Data section:
--- START ---
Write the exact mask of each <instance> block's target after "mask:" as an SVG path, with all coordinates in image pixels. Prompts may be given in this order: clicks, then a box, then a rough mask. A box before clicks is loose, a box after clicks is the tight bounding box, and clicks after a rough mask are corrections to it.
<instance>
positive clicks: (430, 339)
--- END ---
--- START ---
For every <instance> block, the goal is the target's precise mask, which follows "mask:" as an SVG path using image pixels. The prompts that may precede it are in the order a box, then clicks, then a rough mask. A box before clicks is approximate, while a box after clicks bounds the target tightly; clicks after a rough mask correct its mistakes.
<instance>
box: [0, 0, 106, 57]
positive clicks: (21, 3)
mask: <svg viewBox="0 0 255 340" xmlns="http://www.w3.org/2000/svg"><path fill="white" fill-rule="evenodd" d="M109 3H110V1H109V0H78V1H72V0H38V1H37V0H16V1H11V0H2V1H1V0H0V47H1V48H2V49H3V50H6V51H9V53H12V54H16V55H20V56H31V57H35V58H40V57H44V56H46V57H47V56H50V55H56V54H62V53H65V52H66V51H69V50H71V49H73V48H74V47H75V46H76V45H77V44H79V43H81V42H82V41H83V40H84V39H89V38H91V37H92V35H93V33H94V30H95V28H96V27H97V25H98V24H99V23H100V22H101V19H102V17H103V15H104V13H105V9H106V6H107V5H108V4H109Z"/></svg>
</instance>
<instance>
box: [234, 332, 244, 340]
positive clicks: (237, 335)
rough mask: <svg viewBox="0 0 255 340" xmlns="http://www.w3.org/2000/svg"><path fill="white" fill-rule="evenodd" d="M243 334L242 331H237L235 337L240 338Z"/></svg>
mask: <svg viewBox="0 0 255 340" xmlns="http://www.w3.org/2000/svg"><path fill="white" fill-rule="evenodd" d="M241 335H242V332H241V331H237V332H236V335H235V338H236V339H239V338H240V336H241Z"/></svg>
--- END ---
Task directions: Only the lines from the one containing "Write the exact" through the one containing "positive clicks: (430, 339)" are to be retyped, both boundary lines included, with no other material.

Your response:
Write the exact mask of each <instance> block's target after "mask:" as an SVG path, with all coordinates in image pixels. Prompts may be given in this order: clicks, then a box, then a rough mask. A box before clicks is loose, a box after clicks is the tight bounding box, and clicks after a rough mask are corrections to it.
<instance>
positive clicks: (430, 339)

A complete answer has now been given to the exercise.